From
Al Arabiya:
It happens every April ahead of the summer marriage season, says Tunisian gynecologist Faouzi Hajri - desperate brides-to-be beg for surgery to make them "virgins" again for their wedding night.
Fearing rejection as "used" women in a conservative Muslim country where premarital sex is nevertheless common, Tunisian women are increasingly opting for the sort of surgery offered by Doctor Hajri.
But it doesn't stop them regretting the need to convince new husbands of their purity.
"A woman's honor shouldn't be determined by a few drops of blood," says Salima, a 32-year-old who admits she had the operation so that her "honor" was not in question on her wedding night.
It is easy for a woman to have her hymen surgically reconstructed in Tunisia.
The routine hospital operation takes around 30 minutes and costs from 400 to 700 euros ($550 to $960), with a less permanent version needing to be done within a week of the wedding, while the stitches hold.
"The number of women resorting to hymenoplasty or hymenorrhaphy (as the operations are known) has gone up a lot in recent years," says Moncef Kamel, a doctor in the southern island of Djerba.

= = = = = = =

_WORK REQUIRED:_ In the news excerpt on hymen surgery in Tunisia, why must the less permanent version of the operation be done within a week of the wedding? Answer in one to three sentences.

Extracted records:

= = = = = = =

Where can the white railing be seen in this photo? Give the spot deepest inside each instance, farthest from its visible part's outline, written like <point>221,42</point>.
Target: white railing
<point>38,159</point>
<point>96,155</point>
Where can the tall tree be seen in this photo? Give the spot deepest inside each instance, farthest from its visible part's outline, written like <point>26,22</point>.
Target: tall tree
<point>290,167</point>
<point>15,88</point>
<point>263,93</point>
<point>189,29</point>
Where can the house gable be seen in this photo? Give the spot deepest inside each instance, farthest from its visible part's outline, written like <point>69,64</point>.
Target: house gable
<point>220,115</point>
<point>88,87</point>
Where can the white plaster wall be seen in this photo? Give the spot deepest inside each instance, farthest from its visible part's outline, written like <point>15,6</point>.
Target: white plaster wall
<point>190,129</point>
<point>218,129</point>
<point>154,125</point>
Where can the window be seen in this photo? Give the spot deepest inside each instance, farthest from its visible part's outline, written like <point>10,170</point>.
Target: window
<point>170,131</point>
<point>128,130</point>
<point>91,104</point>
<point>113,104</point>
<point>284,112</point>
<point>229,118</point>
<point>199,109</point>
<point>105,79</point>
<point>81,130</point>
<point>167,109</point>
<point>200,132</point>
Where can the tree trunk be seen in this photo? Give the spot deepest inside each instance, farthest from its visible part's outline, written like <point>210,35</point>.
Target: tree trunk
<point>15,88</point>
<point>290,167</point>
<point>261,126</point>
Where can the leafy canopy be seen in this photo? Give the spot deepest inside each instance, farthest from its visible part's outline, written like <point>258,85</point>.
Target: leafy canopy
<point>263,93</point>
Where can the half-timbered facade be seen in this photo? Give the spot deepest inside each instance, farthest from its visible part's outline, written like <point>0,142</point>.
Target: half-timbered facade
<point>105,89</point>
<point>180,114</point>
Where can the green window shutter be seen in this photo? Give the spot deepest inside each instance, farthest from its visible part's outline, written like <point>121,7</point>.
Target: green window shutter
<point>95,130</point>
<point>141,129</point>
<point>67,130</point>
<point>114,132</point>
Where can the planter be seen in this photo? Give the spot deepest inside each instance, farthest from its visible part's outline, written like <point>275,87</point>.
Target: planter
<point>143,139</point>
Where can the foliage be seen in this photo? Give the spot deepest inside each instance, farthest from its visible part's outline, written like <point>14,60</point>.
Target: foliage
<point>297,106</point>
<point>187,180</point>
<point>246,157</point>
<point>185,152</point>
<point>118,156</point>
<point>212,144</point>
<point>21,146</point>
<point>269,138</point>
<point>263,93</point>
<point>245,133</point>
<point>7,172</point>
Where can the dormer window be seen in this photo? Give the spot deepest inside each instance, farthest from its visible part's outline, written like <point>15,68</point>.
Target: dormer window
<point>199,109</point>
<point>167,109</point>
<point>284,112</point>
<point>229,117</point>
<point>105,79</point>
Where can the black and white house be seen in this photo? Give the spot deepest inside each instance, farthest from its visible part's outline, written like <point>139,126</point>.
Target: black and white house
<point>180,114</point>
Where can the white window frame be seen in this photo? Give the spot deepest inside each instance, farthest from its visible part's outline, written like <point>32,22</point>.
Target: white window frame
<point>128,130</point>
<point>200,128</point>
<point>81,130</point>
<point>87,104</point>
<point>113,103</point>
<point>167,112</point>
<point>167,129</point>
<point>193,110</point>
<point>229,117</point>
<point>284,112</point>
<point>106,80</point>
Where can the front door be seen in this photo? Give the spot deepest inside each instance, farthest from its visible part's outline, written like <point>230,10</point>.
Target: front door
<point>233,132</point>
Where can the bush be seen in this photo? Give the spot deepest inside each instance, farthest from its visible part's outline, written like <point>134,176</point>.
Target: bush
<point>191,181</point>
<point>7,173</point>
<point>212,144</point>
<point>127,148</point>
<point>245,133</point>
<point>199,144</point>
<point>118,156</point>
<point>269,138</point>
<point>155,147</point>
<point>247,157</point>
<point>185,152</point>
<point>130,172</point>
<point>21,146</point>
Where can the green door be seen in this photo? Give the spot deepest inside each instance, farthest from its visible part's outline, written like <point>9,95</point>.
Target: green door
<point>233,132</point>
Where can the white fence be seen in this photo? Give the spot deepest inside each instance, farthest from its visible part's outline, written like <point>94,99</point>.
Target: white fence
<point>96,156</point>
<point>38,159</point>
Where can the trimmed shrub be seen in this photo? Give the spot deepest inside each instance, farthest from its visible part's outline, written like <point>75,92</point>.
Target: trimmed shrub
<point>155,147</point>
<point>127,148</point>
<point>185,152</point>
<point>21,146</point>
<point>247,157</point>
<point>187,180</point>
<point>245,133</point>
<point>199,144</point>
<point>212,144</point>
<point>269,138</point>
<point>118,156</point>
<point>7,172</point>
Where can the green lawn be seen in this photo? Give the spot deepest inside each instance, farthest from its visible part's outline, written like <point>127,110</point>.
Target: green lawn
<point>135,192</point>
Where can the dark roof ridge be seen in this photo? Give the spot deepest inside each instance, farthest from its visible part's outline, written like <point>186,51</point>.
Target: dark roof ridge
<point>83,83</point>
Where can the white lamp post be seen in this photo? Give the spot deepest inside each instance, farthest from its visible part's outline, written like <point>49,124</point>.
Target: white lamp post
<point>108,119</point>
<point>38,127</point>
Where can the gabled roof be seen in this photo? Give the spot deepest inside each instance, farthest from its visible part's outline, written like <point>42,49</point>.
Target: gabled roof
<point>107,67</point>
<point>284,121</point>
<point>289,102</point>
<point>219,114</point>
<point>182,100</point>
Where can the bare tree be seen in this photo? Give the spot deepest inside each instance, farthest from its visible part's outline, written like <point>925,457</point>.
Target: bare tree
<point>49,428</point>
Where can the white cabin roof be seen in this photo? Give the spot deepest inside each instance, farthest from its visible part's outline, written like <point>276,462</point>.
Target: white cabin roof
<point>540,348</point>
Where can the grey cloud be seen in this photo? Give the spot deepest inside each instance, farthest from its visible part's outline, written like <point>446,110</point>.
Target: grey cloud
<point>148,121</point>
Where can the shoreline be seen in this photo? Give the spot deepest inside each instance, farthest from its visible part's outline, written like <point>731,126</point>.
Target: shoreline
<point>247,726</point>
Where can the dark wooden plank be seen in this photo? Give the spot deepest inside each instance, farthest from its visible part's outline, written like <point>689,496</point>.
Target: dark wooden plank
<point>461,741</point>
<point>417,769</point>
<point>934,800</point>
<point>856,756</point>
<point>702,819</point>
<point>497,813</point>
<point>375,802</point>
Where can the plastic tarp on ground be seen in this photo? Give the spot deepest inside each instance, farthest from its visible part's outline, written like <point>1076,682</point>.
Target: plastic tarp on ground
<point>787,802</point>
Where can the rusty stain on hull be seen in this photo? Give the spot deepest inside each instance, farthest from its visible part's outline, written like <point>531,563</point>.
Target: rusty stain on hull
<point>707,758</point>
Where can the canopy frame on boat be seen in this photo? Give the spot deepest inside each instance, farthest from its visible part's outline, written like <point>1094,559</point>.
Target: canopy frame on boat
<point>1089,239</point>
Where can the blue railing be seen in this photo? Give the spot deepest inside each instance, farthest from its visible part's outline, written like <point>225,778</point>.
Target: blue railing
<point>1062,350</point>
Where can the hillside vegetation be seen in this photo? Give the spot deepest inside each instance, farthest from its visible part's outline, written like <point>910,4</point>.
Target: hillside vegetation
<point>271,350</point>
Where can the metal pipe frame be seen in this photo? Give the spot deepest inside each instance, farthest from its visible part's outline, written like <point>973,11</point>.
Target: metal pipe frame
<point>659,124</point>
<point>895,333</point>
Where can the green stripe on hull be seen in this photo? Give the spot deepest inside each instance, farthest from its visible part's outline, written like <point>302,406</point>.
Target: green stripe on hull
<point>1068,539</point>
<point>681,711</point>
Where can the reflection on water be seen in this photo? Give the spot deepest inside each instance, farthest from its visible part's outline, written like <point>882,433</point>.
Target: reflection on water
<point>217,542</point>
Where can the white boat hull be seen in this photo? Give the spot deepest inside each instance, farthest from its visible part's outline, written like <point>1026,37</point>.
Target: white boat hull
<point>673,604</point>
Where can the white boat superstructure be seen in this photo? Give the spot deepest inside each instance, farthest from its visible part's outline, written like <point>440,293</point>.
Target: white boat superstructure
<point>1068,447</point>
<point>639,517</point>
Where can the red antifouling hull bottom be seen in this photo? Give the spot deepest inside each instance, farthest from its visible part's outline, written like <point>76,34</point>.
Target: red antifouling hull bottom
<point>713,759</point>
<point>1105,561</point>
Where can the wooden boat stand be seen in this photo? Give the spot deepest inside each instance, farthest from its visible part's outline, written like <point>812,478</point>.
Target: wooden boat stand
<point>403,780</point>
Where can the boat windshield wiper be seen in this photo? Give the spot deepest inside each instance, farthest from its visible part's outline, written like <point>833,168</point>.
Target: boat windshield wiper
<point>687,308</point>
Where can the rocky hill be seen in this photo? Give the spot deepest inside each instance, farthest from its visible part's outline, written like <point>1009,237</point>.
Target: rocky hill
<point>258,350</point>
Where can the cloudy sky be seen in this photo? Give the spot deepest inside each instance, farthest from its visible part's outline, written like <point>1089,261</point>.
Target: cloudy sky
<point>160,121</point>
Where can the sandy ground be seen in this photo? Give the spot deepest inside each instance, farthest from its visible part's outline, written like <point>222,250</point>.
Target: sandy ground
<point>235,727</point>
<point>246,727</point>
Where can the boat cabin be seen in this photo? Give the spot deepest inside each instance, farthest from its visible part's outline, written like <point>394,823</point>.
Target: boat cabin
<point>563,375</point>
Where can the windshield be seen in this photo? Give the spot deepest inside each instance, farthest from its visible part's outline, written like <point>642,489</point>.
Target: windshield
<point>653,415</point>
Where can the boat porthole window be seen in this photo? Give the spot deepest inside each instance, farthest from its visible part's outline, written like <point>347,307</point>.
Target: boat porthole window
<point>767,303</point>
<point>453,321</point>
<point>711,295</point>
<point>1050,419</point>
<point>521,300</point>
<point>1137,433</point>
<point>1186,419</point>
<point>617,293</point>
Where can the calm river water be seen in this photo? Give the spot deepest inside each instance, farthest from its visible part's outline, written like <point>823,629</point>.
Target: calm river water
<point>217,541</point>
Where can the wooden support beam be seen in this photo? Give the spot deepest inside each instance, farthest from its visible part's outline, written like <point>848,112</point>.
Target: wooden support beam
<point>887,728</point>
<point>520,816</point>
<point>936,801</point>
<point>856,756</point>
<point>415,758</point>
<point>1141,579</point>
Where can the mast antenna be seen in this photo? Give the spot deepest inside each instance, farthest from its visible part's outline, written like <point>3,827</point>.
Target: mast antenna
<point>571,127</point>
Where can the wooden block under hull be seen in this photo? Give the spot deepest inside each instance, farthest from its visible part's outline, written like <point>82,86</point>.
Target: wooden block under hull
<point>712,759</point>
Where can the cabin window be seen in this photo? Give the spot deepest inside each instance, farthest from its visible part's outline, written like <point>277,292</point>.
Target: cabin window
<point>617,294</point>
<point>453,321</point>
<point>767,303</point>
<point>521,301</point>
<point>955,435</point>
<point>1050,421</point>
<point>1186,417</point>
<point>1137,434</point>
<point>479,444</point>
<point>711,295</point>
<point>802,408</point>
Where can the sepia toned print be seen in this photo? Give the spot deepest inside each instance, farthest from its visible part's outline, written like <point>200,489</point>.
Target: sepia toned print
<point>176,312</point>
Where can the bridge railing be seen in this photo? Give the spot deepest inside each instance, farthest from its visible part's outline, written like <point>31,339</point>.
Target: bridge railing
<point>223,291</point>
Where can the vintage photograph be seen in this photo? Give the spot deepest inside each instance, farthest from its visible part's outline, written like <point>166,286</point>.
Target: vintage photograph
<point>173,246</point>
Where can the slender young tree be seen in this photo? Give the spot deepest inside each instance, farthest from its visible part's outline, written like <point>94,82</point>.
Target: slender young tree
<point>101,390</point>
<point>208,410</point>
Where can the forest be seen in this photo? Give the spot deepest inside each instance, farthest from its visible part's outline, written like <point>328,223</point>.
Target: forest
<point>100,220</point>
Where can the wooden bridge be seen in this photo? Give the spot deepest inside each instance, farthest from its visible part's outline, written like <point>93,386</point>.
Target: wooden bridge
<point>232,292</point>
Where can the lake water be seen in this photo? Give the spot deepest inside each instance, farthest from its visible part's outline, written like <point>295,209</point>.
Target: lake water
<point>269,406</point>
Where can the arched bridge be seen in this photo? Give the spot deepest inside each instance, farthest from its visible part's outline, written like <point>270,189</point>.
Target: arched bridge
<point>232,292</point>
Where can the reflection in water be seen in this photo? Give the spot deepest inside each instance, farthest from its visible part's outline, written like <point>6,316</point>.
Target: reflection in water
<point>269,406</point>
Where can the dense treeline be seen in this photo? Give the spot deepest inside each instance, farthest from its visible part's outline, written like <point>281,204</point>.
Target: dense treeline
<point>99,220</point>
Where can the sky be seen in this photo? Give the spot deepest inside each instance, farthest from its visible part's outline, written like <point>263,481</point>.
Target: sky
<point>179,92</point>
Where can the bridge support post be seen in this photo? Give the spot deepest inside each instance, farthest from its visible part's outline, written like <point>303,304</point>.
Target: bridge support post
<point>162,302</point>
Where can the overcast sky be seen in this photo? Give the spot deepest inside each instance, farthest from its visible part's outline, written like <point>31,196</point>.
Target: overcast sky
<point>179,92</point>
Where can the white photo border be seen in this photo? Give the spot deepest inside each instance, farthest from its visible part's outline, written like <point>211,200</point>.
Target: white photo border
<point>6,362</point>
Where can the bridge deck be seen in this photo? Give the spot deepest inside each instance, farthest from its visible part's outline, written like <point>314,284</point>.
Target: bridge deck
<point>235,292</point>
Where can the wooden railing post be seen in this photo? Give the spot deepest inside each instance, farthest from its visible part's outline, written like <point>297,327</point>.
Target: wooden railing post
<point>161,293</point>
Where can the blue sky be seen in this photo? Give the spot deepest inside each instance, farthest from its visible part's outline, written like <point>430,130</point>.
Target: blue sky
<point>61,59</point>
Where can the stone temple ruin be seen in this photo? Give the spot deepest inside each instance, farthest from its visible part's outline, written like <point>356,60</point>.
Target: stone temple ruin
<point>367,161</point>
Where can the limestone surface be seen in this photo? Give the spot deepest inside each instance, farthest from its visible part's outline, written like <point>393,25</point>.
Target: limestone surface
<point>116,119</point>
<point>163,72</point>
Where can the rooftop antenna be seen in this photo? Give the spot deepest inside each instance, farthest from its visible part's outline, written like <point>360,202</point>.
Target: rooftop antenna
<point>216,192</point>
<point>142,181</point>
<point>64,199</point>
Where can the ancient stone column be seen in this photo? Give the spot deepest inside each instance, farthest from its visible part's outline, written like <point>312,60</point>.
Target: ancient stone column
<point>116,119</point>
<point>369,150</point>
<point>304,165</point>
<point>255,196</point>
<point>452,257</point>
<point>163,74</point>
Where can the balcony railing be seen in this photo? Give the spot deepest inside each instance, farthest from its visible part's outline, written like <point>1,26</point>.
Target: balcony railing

= = = = = = =

_ANSWER BOX:_ The less permanent version works only while its stitches hold. It therefore has to be done within a week of the wedding so that the stitches are still in place on the wedding night.